▶ _Set problem_
Write out, precisely and in full, each line of the material.

▶ _Part of a data file_
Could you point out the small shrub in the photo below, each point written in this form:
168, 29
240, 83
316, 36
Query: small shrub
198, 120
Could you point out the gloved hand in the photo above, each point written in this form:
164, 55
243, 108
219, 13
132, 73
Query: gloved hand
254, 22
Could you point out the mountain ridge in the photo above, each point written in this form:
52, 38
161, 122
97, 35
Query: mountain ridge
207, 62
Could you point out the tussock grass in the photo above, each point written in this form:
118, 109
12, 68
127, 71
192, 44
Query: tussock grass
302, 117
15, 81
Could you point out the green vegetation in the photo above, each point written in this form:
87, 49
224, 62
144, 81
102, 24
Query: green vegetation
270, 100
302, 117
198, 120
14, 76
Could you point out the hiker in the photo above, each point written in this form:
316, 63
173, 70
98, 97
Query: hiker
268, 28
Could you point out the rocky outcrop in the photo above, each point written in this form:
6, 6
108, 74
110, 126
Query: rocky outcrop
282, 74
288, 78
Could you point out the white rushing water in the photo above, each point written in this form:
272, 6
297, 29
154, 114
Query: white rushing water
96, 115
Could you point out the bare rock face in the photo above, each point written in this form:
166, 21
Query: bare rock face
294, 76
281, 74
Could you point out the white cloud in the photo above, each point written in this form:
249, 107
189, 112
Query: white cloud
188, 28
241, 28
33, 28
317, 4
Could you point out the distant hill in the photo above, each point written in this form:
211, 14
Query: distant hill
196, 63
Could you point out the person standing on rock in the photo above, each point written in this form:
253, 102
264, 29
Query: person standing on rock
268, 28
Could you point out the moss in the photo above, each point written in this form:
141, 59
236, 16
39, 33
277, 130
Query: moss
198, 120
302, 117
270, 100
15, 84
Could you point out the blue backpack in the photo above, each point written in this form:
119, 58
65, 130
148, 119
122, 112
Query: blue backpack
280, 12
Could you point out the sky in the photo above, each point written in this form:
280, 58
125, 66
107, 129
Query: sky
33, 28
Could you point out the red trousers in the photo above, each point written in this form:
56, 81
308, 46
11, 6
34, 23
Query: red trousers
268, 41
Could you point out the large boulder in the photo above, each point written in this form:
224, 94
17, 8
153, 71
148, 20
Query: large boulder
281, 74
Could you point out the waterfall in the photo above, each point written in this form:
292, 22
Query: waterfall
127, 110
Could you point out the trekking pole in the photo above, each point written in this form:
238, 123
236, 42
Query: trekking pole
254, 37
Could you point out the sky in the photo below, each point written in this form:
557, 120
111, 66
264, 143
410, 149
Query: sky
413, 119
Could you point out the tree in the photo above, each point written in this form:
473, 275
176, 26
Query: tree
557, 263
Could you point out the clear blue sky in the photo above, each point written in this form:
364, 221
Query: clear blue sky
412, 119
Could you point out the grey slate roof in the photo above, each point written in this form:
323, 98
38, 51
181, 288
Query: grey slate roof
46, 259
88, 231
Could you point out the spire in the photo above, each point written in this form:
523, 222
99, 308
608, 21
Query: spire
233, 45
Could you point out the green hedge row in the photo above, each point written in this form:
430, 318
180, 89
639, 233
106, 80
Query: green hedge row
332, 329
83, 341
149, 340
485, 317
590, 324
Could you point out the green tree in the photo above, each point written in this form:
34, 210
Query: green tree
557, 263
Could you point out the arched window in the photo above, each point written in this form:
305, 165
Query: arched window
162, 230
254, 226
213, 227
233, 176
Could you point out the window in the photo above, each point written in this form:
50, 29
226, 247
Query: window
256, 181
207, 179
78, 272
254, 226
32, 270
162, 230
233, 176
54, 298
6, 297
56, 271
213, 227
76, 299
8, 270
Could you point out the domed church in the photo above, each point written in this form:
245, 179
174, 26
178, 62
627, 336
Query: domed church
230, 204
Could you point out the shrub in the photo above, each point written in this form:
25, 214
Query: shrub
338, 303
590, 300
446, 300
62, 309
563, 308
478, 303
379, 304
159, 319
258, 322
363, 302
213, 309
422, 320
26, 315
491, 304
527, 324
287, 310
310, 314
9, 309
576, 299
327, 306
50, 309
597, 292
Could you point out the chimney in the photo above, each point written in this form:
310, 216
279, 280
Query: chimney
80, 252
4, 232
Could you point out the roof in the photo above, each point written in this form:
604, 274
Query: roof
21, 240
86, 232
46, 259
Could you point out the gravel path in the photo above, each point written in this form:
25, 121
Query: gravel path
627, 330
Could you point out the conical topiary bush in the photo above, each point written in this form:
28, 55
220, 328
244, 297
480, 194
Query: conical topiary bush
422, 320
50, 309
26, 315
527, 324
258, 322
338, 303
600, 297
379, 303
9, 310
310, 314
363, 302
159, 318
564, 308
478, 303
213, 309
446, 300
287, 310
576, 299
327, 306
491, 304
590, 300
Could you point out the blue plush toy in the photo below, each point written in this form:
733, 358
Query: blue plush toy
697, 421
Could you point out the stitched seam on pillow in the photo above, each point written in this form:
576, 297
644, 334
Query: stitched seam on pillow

▶ _Written response_
Could you point out the small shrub in the photo below, each point written in this form:
168, 29
240, 83
316, 36
Query: small shrub
198, 120
Could you point out the gloved hand in the photo above, each point written in this form:
164, 55
243, 108
219, 13
132, 73
Query: gloved hand
254, 22
Could you point out the mountain ridge in the photo above, each point written in this form:
52, 38
161, 122
97, 35
Query: mountain ridge
207, 62
Could you point out the tussock grass in the photo above, each point written in this form:
118, 109
12, 68
127, 71
192, 44
Query: tussock grass
302, 117
15, 81
Could you point out the green vegetation in the photo above, each point written in this form:
87, 49
224, 62
144, 81
102, 24
Query: green vegetation
270, 100
302, 117
198, 120
14, 76
Could you point out the hiker in the photo above, each point written in this form:
316, 63
173, 70
98, 97
Query: hiker
268, 28
Could you point out the rocky outcrop in the photo above, each point written in this form:
6, 6
108, 74
110, 126
Query: rocky outcrop
282, 74
288, 78
Could you point out the white rushing water in the photo above, each point written in this form:
272, 6
297, 29
154, 114
Query: white rushing water
96, 115
Could you point out the bare rock face in the photo above, each point written in this form:
166, 21
Query: bare rock face
294, 76
281, 74
Could you point out the white cloud in the photo above, each point written in this form:
249, 107
189, 112
Query: white cloud
188, 28
241, 28
33, 28
317, 4
Could you point out the distant hill in the photo above, each point written in this form:
211, 14
Query: distant hill
196, 63
Could you point out the person standing on rock in the photo above, each point written in this form:
253, 102
264, 29
Query: person standing on rock
268, 28
Could you point out the moss in the photo above, each point written in this form:
141, 59
236, 16
39, 33
277, 130
Query: moss
198, 120
302, 117
270, 100
15, 84
Could you point out the blue backpack in the photo above, each point written in this form:
119, 58
65, 130
148, 119
122, 112
Query: blue backpack
280, 12
Could you point out the sky in the photo above, each point written in this form:
280, 58
125, 66
107, 129
Query: sky
33, 28
Could you point out the red trousers in the photo above, each point written in this form:
56, 81
308, 46
11, 6
34, 23
Query: red trousers
268, 41
Could you point out the large boulder in the photo above, each point written in this form:
224, 94
17, 8
153, 71
148, 20
Query: large boulder
281, 74
Could you point out the waterfall in the photo above, each point written in this form:
292, 22
Query: waterfall
127, 110
Could you point out the trekking pole in the photo above, each point written in this form:
238, 123
236, 42
Query: trekking pole
254, 37
Could you point out the sky in the photo below, each point written in this form:
557, 120
111, 66
264, 143
410, 149
Query: sky
413, 119
Could you point out the tree in the photo above, each point written in this form:
473, 275
176, 26
Query: tree
557, 263
Could you point out the clear blue sky in the photo above, each point written in this form:
364, 221
Query: clear blue sky
412, 119
Could you point out the grey slate roof in the photo above, each point written in this form:
323, 98
38, 51
181, 288
Query: grey slate roof
46, 259
88, 231
Could you point out the spire in the photo above, each point written in this form:
523, 222
99, 308
608, 21
Query: spire
233, 45
Could you point out the green hedge row in the photo above, each point written in this form:
430, 318
180, 89
639, 233
106, 80
Query: green hedge row
332, 329
83, 341
149, 340
485, 317
590, 324
Could you point out the green tree in the photo above, each point written in this form:
34, 210
Query: green tree
557, 263
Could you point out the arched window in the photo above, each point written in this form:
305, 165
Query: arched window
162, 230
254, 226
213, 227
233, 176
Could you point out the window in the photo above, each point written in this form:
50, 29
226, 247
Query: window
256, 181
207, 179
78, 272
254, 226
32, 270
162, 230
233, 176
54, 298
6, 297
56, 271
213, 227
76, 299
8, 270
Could you point out the domed church in the photo above, each point written in this form:
245, 179
174, 26
178, 62
627, 336
Query: domed church
230, 204
Could you point out the shrub in the photo above, each point written in this form:
25, 214
Query: shrub
338, 303
590, 300
446, 300
62, 309
563, 308
478, 303
379, 304
159, 319
258, 322
363, 302
213, 309
422, 320
26, 315
491, 304
527, 324
287, 310
310, 314
9, 309
576, 299
327, 306
50, 309
597, 292
Could you point out the chimney in the photo above, each point written in this form:
310, 216
279, 280
Query: chimney
80, 252
4, 232
Could you point out the roof in the photo above, each point written in this form:
604, 274
Query: roof
21, 240
86, 232
46, 259
Could you point out the gravel path in the photo above, each point written in this form:
25, 121
Query: gravel path
627, 330
Could you point out the conical topiary bush in the photo above, each point written in this form:
28, 55
220, 328
244, 297
480, 194
Query: conical topiary bush
422, 320
50, 309
26, 315
527, 324
258, 322
338, 303
600, 297
379, 303
9, 310
310, 314
363, 302
159, 318
564, 308
478, 303
213, 309
446, 300
287, 310
576, 299
327, 306
491, 304
590, 300
Could you point out the blue plush toy in the photo below, each point written in this form:
733, 358
Query: blue plush toy
697, 421
Could you point out the stitched seam on pillow in the photo above, each point written in this form:
576, 297
644, 334
Query: stitched seam on pillow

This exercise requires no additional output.